*Document segment*.
---
Every personal injury lawyer knows that having “good damages” in a case is as important as having “good liability.” This chapter examines the various components of damages that may be recovered in a persona injury action. The key concepts are:
- Actual injury required: In a negligence action, P must generally show that he suffered some sort of physical harm (so that he cannot recover damages if he suffered only mental harm with no physical symptoms, and cannot recover nominal damages). But once physical harm has been proven, a variety of damages may be recovered, including the value of any loss of bodily functions, out-of-pocket economic losses, pain and suffering, “hedonistic” damages, and more.
- The collateral source rule: Under the “collateral source rule,” P is entitled to recover her out-of-pocket expenses, even if she was reimbursed for these losses by some third party (e.g., an insurance company).
- Mitigation: P has a “duty to mitigate.” That is, P cannot recover for any harm which, by the exercise of reasonable care, he could have avoided (e.g., any harm caused by P’s failure to seek prompt medical assistance). Some courts also deny P recovery where he fails to take advance safety precautions that worsen his injuries (e.g., he doesn’t wear a seat belt).
- Punitive damages: Punitive damages can be awarded to penalize a defendant whose conduct is peculiarly outrageous. In a negligence case, D’s conduct must generally be “reckless” or “willful and wanton.”
- Recovery by spouse or children: Most states allow the spouse, parent or child of an injured person to recover for the losses that they have suffered. (For instance, a spouse of the injured person may recover for loss of companionship or loss of sex; this is called “loss of consortium.”)
- Wrongful death and survivor actions: Most states provide that when an accident victim dies, his estate may sue for those elements of damage that the victim himself could have sued for (a “survival” action); such actions typically include the decedent’s pain and suffering before death. Most states also have “wrongful death” statutes, which allow a defined group (typically the decedent’s spouse and children, or if she has none, her parents) to recover for the losses they have sustained by virtue of the decedent’s death.
---
*Collected material*.

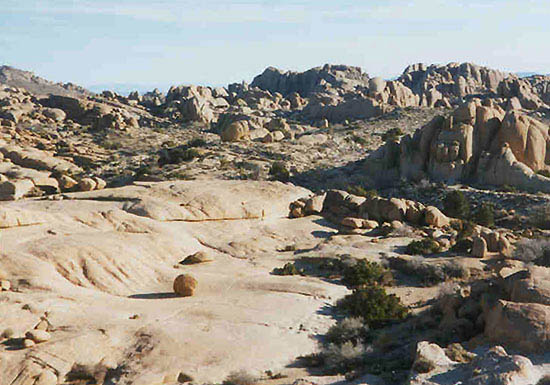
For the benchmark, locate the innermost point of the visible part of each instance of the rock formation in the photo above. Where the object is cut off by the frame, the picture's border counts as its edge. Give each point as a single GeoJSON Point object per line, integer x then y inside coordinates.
---
*Your tasks*.
1. According to the damages summary, why can't an injured plaintiff recover for harm caused by his failure to seek prompt medical assistance?
2. Translate this sentence from the damages summary into Spanish: "Punitive damages can be awarded to penalize a defendant whose conduct is peculiarly outrageous."

*Solutions*.
1. The plaintiff has a "duty to mitigate," so he cannot recover for any harm he could have avoided by using reasonable care. Seeking prompt medical assistance is such care, so harm caused by failing to do it is not recoverable.

2. Se pueden otorgar daños punitivos para sancionar a un demandado cuya conducta sea especialmente escandalosa.